# Start of Material supplied

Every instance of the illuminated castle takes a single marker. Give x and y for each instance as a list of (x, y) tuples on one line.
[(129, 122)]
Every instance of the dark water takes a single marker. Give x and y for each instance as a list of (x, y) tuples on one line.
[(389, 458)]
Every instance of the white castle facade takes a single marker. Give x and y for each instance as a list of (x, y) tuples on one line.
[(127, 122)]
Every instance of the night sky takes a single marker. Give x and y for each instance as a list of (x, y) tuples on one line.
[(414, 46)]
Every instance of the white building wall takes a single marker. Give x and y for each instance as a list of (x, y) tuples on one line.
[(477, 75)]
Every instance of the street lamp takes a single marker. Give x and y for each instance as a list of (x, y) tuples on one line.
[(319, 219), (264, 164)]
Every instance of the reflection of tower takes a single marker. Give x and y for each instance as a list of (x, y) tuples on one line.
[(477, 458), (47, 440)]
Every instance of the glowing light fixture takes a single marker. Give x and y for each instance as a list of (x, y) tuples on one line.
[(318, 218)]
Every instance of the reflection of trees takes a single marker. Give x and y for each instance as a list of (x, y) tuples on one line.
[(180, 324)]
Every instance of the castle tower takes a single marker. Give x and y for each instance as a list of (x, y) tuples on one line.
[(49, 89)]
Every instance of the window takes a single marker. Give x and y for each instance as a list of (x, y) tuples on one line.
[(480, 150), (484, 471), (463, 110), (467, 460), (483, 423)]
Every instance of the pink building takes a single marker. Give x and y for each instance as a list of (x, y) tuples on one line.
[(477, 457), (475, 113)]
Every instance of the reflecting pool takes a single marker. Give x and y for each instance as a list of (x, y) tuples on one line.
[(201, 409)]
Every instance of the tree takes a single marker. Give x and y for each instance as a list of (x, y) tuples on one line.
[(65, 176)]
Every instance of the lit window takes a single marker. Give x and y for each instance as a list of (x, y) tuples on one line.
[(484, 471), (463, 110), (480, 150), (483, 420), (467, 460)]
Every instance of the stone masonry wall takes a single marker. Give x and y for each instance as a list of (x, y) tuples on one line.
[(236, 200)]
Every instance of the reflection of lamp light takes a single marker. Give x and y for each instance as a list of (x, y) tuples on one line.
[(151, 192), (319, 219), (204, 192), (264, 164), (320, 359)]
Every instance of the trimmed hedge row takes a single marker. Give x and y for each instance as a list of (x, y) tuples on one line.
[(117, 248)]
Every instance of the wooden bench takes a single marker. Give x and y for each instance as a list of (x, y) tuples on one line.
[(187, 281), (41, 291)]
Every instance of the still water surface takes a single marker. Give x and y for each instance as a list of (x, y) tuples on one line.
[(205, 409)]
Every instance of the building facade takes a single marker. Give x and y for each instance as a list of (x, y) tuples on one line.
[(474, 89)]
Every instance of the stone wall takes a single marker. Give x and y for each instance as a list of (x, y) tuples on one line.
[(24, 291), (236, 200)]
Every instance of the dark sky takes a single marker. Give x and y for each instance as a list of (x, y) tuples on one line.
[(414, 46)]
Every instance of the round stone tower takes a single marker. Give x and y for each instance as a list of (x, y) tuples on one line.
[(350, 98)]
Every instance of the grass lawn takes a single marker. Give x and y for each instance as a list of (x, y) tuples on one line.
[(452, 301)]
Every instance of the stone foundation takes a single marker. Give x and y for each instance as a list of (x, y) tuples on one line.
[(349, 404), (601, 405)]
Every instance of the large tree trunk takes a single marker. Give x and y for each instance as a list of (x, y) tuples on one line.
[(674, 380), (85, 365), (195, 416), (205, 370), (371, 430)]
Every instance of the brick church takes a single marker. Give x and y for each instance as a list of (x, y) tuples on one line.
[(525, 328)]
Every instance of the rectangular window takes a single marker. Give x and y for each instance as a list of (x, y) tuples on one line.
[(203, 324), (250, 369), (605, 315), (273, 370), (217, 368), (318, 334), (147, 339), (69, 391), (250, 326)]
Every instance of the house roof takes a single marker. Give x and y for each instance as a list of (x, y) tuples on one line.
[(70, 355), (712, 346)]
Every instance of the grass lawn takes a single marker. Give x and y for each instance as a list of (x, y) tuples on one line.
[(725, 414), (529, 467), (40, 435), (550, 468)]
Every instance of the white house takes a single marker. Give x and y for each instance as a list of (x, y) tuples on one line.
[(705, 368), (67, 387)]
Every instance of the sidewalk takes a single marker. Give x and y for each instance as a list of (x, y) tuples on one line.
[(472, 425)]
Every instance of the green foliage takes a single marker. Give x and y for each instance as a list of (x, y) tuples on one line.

# End of Material supplied

Given problem: Copy out the records from the line containing "Every instance of the trimmed" through the line containing "[(24, 291), (236, 200)]", inclusive, keeping every character as it stands.

Exercise answer:
Every instance of the trimmed hedge row takes a single marker. Give x and y for each instance as a list of (x, y) tuples on one line.
[(117, 248)]
Every instance of the wooden bench takes a single marker. Give x and y for each instance as a list of (x, y) tuples on one line.
[(187, 281), (41, 291)]
Every instance of the still water surface takes a single marker. Give x and y for each instance as a list of (x, y) tuples on one line.
[(205, 409)]
Every instance of the building facade takes a single marker. Give x and y for each instance as a list of (x, y) tuples on one line.
[(474, 89)]
Every instance of the stone wall takes a single marker. Give x and y for each instance as a list of (x, y) tuples on one line.
[(24, 291), (236, 200)]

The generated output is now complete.